▶ AIM OF THE EXERCISE:
Copy the post about the Ward 4 council race from "Initial Email, sent" up to and including "are concerning me.", swapping "brown shirt" for "gray sweater".

▶ PASSAGE PROVIDED:
◆ ◆ ◆ ◆ ◆ ◆ ◆
It’s local election time, or as we at the Clam like to call it, “the time of the year we yearn to be eaten by coyotes.” We’ve noticed a few local city council races heating up, especially in Ward 4. So our guest poster today is Stephen Voltz, a lawyer and partner at Eepybird! He also wrote the book “How to Build a Hovercraft,” which is awesome because it teaches you how to build a goddamn hovercraft. Anyway, he had an interesting thought about Ward 4 candidate Kathryn Goodick.
Last Friday evening I went to a small Coffee with the Candidate event for Kathryn Goodick at a friends’ house out on Wheeler’s Point. I had been invited by the couple who was hosting it, both of whom I’ve known for some time, and both of whom I know to be smart, thoughtful and extremely nice people.
There was some cocktail party like conversation to begin, then we all sat down in the living room to listen to her speak for about 10 minutes or so on why she was running for city council. The focus of her pitch was that taxes in town are too high, that the reason they’re too is that there’s so much waste and unnecessary spending in the city budget, and that the politicians who run the city won’t let the citizens see the budget in enough detail to meaningfully review it.
She opened her talk with a very effective story about how she became involved in local politics not long ago when she opened her property tax bill to discover that she’d been hit with a shocking 17% tax increase.
Her taxes were now so high she told us, that if she and her husband were to give their house to their children, her children still wouldn’t be able to live there because they wouldn’t be able to afford pay the real estate tax on the property.
She gave her pitch very effectively. I suspect she’s done it before and will be giving it again and again in living rooms all over Ward 4 until the election.
After she finished there was a Q & A session in which I asked a few questions primarily directed to asking her to talk about what plan she had, if any, for addressing the problems she raised. Because of another commitment I had that evening I had to leave before the Q & A was done.
After I left however, I did some fact checking into some of the things she had told us, and was disturbed by what I found. Saturday evening I sent her the email shown below. She never responded. On Monday evening I sent her another email asking for a response.
Radio silence.
I’m passing this all onto the Clam because it now looks to me as though Kathryn Goodick’s standard stump speech, the talk she’s likely giving in living rooms all over Ward 4 as she campaigns to be one of our next city councilors, is based on stories she simply fabricated. Her taxes haven’t gone up by 17%. Not recently, not ever. At least not as far back as the 11 years easily available records go.Over the past 11 years she’s had an average annual tax increase of about 2-3%.And the story about her kids also appears to be less than plausible. And so does the claim that a regular citizen can’t get the details of the city budget. It’s very discouraging.
Initial Email, sent Saturday evening:
Hi Kathryn,
I was the tall bald fellow in the brown shirt who asked a few questions and had to leave your coffee early last night. Again, my apologies. I really wish I’d been able to stay.
I’ve been thinking about what you said last night though and some things are concerning me.
◆ ◆ ◆ ◆ ◆ ◆ ◆
▶ EXTRACTED DATA:
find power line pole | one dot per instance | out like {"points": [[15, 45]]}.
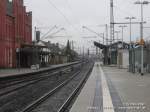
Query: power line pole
{"points": [[130, 20], [111, 21], [122, 27], [106, 34], [141, 41]]}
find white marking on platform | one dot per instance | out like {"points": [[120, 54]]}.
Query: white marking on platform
{"points": [[107, 101]]}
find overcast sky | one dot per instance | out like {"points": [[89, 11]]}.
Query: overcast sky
{"points": [[73, 14]]}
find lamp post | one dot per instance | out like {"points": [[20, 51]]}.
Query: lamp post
{"points": [[117, 32], [130, 19], [122, 28], [141, 31]]}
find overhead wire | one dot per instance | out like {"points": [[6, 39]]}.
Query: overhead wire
{"points": [[60, 12]]}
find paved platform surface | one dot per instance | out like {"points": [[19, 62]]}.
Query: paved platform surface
{"points": [[110, 89]]}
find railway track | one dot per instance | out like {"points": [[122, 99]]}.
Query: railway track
{"points": [[15, 99], [32, 107], [12, 86]]}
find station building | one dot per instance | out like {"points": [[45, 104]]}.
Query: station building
{"points": [[15, 31]]}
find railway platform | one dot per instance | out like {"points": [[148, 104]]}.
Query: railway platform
{"points": [[110, 89]]}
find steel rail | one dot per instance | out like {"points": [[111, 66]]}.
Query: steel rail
{"points": [[47, 95], [66, 104]]}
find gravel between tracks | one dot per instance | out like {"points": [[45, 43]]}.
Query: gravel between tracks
{"points": [[53, 103], [16, 101]]}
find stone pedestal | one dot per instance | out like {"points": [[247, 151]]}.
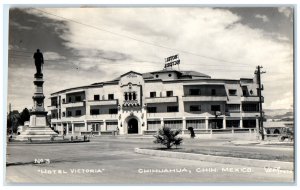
◆ ◆ ◆ ◆ ◆ ◆ ◆
▶ ANSWER TO THIS PROBLEM:
Initial Email, sent Saturday evening:
Hi Kathryn,
I was the tall bald fellow in the gray sweater who asked a few questions and had to leave your coffee early last night. Again, my apologies. I really wish I’d been able to stay.
I’ve been thinking about what you said last night though and some things are concerning me.